■ YOUR OBJECTIVE:
The exercise asks you to copy every line below in which "flat" appears.

======== DATA SUPPLIED

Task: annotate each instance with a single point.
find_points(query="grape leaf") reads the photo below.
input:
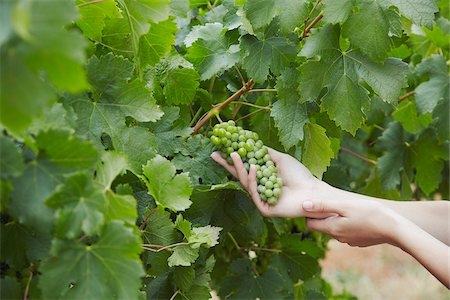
(406, 114)
(184, 277)
(289, 115)
(239, 285)
(317, 152)
(22, 105)
(337, 11)
(391, 162)
(168, 190)
(196, 159)
(79, 207)
(420, 12)
(183, 255)
(260, 12)
(109, 268)
(157, 42)
(260, 55)
(293, 13)
(429, 93)
(93, 15)
(428, 158)
(372, 39)
(212, 49)
(11, 164)
(340, 72)
(50, 47)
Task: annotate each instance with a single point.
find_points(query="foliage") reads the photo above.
(106, 194)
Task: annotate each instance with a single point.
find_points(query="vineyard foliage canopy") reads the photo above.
(107, 187)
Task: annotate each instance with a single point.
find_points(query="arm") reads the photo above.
(366, 223)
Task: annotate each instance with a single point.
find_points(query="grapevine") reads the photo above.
(230, 138)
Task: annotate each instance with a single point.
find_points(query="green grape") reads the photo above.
(261, 189)
(263, 180)
(228, 138)
(267, 173)
(276, 192)
(215, 140)
(242, 152)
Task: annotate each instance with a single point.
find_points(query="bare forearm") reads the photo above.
(431, 216)
(427, 250)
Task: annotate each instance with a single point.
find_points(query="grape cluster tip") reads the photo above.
(229, 138)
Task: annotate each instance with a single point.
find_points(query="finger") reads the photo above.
(321, 225)
(324, 207)
(219, 159)
(240, 169)
(263, 208)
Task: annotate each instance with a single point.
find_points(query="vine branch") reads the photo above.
(405, 96)
(310, 26)
(144, 223)
(370, 161)
(218, 108)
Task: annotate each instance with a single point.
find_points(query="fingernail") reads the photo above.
(307, 205)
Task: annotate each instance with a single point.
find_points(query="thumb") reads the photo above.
(324, 207)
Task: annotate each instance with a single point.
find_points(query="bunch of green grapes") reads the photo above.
(229, 138)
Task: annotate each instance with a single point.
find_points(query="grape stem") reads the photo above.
(405, 96)
(310, 26)
(218, 108)
(144, 223)
(370, 161)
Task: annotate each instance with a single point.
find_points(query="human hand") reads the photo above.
(298, 184)
(357, 222)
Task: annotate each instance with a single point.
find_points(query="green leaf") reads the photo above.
(11, 164)
(212, 49)
(109, 268)
(167, 132)
(208, 235)
(289, 114)
(420, 12)
(391, 162)
(180, 85)
(183, 255)
(260, 12)
(372, 38)
(50, 47)
(429, 93)
(68, 153)
(157, 42)
(168, 190)
(406, 114)
(293, 13)
(93, 15)
(196, 159)
(341, 74)
(79, 207)
(428, 158)
(337, 11)
(112, 165)
(22, 104)
(272, 52)
(317, 152)
(239, 285)
(184, 277)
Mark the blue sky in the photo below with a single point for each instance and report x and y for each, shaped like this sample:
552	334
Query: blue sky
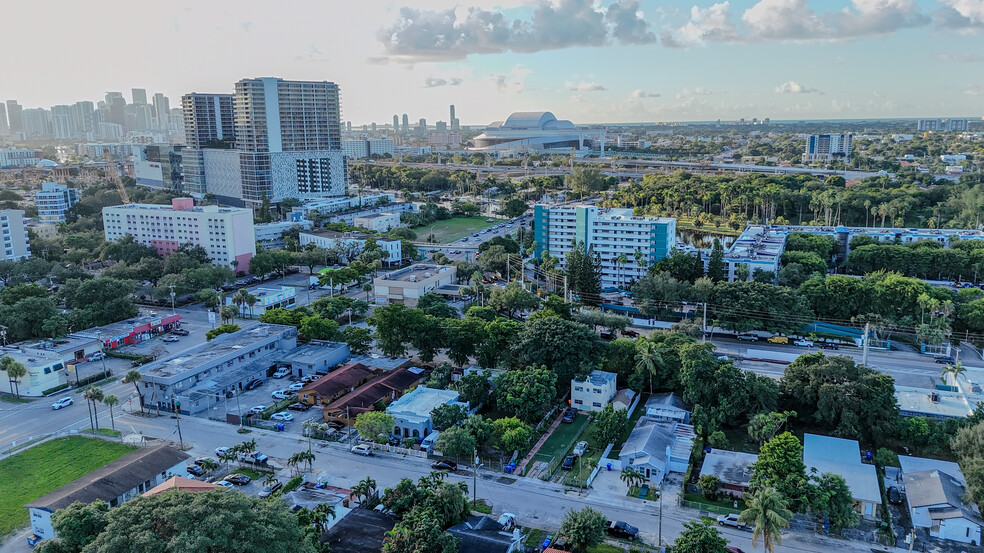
585	60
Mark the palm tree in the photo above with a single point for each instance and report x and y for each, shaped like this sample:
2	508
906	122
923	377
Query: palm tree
15	372
110	401
954	370
648	360
133	377
767	511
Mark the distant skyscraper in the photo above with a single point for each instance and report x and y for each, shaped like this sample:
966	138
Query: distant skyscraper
139	95
15	116
162	109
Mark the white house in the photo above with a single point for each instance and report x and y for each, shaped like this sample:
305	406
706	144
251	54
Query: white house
595	392
413	411
115	483
843	457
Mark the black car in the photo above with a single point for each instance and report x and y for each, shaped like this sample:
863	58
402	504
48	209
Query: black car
444	465
622	530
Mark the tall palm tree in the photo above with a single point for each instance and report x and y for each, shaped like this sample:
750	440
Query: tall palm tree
133	377
110	401
954	370
767	511
648	360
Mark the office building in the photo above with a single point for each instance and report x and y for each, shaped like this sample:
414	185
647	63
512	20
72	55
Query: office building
610	233
827	147
537	131
13	157
54	200
16	244
15	116
226	233
138	96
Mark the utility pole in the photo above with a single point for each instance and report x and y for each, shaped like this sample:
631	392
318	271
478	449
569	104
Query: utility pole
864	352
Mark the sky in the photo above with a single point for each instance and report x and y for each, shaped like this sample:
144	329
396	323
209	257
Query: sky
590	61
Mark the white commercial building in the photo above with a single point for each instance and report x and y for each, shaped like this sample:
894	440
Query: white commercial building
16	244
54	200
352	244
627	244
593	393
226	233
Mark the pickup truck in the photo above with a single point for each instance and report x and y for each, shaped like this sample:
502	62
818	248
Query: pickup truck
619	529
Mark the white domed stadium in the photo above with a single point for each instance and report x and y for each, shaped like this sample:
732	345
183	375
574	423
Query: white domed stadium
537	131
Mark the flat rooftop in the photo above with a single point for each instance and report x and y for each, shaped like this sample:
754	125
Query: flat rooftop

================

■ TASK SOLUTION:
Mark the flat rooftop in the photo above with a single point for each instance and report x and y for each, shaped like this sample:
Query: flat rooftop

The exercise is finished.